▸ Work required: Extract every line of the records below that contains the string "orange". The match is case-sensitive.

▸ Supplied material:
------------------------------

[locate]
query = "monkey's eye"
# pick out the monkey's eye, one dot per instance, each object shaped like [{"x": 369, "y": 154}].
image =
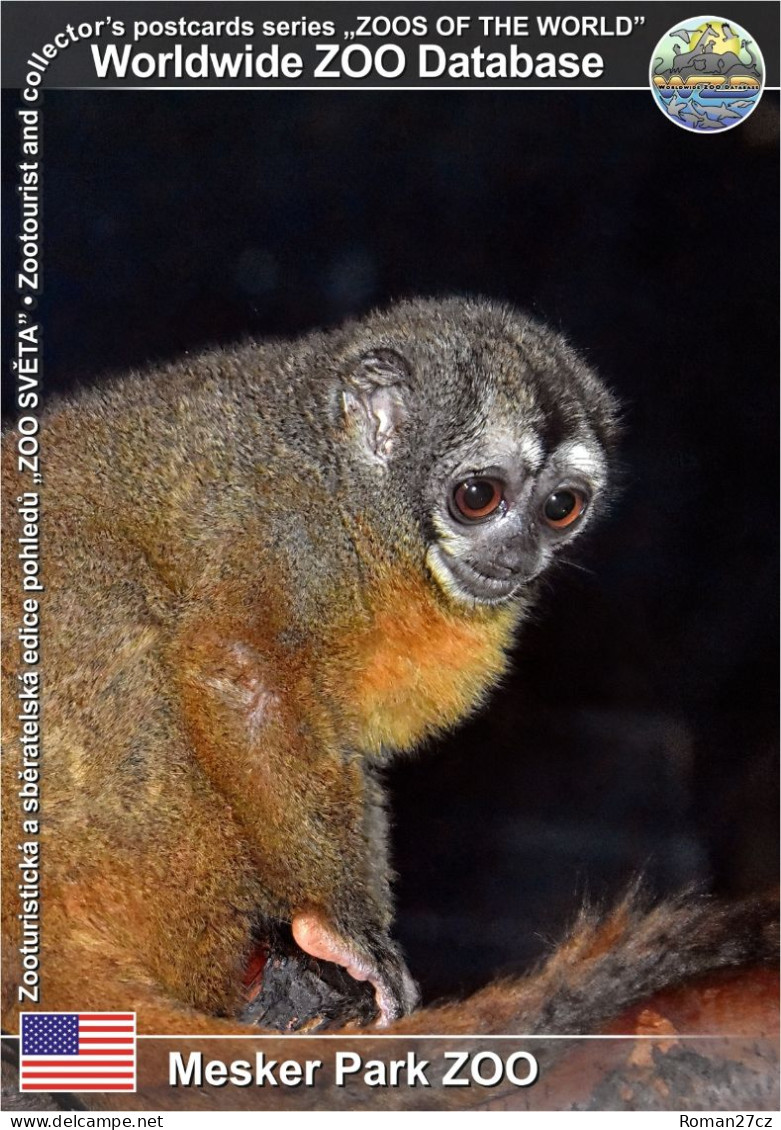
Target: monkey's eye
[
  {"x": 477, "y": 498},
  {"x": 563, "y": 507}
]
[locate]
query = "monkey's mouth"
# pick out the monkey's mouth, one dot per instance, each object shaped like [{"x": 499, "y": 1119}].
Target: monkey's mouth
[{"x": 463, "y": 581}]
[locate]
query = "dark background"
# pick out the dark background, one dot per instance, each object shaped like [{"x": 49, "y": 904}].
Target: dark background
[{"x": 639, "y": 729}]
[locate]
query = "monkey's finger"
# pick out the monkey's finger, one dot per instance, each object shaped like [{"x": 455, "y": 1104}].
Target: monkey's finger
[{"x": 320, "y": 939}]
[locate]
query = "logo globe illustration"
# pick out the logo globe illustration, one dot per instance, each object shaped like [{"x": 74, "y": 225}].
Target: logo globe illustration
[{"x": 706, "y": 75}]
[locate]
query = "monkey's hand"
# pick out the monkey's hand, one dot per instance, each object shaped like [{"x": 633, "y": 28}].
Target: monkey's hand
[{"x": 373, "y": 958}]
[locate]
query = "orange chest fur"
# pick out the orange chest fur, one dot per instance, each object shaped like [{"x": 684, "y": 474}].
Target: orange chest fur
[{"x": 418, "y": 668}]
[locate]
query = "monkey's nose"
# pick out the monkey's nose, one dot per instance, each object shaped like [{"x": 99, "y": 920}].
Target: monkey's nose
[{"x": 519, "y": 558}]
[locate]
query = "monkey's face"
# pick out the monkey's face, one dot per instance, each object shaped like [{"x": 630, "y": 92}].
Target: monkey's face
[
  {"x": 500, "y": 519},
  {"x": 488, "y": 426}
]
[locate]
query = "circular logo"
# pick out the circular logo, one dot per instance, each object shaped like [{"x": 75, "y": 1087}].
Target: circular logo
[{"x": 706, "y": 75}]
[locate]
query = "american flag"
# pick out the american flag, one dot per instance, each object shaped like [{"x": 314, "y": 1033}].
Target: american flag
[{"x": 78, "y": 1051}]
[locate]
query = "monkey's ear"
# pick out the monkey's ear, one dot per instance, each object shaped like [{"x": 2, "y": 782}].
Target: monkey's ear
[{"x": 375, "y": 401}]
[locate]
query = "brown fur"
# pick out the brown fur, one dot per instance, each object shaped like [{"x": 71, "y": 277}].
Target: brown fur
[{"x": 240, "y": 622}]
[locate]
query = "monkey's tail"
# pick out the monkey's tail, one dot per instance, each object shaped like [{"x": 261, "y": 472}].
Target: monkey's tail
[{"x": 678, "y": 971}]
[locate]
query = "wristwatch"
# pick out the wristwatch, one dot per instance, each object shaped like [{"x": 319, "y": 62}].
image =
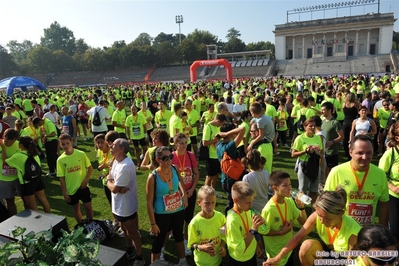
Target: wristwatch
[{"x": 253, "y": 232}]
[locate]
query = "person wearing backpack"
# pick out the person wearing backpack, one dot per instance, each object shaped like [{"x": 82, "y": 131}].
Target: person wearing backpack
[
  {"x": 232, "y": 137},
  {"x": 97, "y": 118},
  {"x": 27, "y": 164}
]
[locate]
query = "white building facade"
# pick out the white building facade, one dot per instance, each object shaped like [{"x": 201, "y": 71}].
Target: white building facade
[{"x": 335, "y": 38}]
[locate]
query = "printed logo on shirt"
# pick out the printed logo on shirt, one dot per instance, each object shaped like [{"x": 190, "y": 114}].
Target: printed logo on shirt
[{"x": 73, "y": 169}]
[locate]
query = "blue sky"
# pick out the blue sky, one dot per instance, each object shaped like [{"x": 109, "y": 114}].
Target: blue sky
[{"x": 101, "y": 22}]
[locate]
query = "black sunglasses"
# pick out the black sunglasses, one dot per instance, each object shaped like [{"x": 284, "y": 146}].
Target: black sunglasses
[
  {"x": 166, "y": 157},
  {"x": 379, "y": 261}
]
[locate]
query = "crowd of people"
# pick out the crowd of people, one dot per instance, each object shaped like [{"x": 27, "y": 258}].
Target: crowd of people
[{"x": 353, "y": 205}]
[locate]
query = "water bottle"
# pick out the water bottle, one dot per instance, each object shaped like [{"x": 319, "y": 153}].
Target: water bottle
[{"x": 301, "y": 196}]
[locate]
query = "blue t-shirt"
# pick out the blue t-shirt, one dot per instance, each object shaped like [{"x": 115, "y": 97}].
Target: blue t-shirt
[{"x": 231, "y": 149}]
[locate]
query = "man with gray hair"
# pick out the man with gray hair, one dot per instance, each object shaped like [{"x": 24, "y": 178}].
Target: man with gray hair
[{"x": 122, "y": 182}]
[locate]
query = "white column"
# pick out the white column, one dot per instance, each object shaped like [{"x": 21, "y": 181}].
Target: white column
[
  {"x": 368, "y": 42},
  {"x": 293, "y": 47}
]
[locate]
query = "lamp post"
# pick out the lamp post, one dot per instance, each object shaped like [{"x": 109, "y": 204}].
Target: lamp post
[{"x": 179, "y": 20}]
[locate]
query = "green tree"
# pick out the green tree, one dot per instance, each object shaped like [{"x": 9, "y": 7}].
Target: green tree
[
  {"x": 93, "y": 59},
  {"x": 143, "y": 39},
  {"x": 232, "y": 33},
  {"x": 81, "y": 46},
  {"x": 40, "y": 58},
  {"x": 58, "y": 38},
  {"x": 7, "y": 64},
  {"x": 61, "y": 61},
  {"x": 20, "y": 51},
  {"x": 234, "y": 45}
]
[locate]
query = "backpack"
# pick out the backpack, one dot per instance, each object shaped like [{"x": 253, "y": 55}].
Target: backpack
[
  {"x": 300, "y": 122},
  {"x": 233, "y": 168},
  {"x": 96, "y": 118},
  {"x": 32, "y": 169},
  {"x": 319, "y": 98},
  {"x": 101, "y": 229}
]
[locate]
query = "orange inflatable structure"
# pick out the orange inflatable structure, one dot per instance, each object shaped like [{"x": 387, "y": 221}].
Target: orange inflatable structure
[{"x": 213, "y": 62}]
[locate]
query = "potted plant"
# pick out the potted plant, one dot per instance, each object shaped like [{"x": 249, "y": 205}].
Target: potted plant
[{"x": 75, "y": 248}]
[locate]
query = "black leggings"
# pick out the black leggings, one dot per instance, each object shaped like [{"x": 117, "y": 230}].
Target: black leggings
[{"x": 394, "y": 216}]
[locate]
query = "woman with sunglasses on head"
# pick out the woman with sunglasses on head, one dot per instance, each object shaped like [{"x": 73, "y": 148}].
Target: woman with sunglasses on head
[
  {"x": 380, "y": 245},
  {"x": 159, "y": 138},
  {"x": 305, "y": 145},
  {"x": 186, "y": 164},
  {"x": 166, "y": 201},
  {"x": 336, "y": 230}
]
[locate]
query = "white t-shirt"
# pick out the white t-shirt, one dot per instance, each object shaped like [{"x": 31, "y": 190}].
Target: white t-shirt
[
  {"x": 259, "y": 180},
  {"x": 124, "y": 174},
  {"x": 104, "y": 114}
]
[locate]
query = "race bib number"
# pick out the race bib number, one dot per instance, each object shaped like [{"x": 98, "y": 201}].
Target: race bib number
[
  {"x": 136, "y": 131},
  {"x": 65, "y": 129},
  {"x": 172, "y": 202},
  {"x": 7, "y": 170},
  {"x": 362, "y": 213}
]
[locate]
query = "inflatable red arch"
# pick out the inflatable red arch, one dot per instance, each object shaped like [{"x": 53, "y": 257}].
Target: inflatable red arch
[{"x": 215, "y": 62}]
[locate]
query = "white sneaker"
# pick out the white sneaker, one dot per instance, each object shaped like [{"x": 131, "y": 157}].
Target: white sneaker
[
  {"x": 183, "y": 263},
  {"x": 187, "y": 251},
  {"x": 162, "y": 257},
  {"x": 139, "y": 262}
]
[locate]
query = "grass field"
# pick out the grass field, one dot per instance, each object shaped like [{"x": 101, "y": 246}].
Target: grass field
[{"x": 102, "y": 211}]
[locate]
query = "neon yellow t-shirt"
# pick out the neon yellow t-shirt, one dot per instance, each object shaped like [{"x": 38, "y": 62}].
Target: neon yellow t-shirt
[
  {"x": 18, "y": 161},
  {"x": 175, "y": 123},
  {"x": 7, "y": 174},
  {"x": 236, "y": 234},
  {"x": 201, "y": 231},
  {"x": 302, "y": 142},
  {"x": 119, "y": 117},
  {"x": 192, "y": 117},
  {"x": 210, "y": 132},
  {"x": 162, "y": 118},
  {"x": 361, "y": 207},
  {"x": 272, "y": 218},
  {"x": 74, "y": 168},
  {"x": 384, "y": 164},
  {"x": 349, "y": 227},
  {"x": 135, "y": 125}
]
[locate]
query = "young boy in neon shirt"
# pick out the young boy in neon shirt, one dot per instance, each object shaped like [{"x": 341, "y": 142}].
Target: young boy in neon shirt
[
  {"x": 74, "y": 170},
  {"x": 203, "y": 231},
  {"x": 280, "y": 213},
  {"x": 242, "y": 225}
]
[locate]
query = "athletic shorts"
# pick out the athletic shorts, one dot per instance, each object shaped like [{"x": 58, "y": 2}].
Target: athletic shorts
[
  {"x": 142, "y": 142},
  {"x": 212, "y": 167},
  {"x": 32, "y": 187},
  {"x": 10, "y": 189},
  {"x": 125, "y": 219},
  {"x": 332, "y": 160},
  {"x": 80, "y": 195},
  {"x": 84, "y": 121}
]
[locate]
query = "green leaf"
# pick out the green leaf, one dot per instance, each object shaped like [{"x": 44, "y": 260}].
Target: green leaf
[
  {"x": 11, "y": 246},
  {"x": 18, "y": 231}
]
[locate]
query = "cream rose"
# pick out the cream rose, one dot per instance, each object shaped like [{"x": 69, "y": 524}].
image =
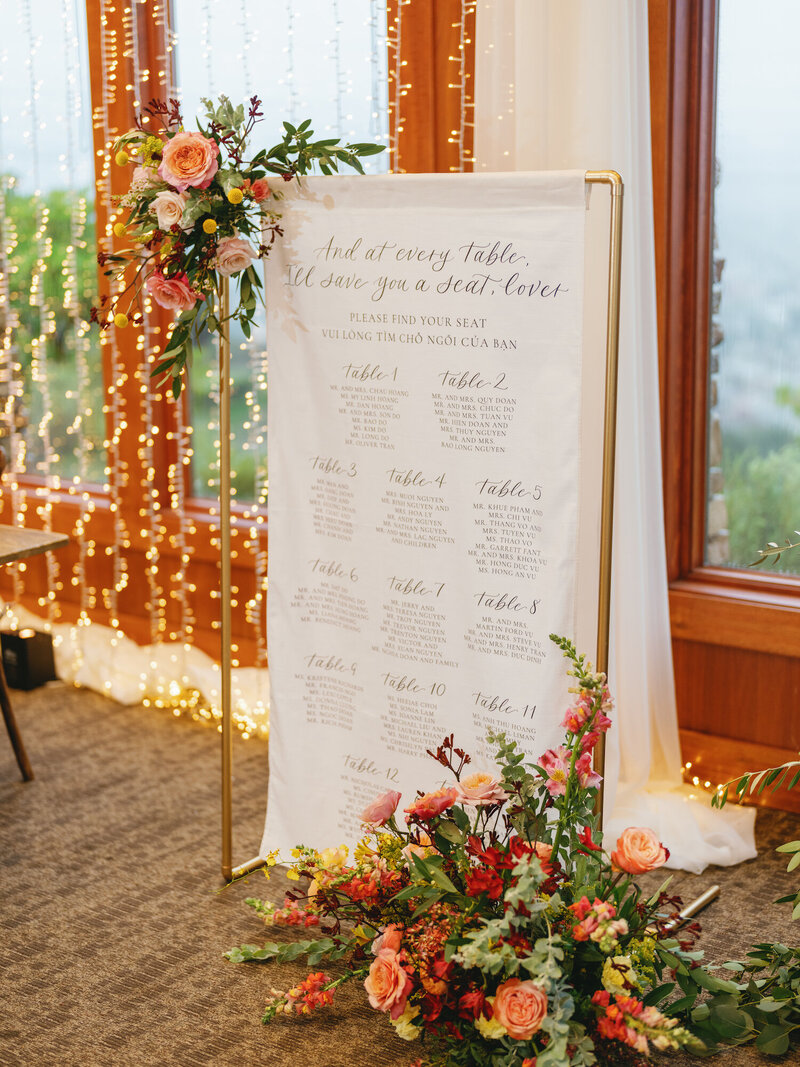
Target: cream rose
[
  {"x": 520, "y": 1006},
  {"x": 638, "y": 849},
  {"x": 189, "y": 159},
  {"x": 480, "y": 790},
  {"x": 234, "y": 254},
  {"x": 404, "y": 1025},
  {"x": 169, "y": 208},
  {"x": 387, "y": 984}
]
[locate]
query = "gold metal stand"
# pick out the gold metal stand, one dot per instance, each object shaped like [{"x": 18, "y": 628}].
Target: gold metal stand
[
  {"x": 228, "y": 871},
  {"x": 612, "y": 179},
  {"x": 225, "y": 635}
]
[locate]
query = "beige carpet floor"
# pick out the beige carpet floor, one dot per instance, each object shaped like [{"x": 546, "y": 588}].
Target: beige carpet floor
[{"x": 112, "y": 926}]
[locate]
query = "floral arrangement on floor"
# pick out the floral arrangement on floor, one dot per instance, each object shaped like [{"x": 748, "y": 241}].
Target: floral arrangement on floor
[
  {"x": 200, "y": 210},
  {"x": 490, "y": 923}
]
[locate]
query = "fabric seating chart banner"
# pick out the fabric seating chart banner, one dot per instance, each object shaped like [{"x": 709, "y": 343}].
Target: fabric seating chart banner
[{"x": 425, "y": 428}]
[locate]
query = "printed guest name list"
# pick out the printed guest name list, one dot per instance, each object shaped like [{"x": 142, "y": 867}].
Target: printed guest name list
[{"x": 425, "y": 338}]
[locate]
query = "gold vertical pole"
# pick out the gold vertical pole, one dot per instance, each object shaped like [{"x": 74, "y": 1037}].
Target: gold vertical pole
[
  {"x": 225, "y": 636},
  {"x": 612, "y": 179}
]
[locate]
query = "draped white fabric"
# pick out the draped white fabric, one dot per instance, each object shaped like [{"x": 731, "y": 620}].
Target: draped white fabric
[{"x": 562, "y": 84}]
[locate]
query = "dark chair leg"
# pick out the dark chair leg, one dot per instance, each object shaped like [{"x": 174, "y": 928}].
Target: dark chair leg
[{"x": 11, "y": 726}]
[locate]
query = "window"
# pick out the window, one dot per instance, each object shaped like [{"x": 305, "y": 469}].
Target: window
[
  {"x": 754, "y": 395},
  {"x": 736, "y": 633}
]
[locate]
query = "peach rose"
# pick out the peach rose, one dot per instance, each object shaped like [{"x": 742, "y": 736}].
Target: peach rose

------------------------------

▸ Solution for this task:
query = "orange chest fur"
# pick out the orange chest fur, one dot per instance, each object shaped like [{"x": 684, "y": 474}].
Target: orange chest fur
query = "orange inflatable structure"
# pick out the orange inflatable structure, one dot per instance, each object shaped like [{"x": 387, "y": 221}].
Target: orange inflatable structure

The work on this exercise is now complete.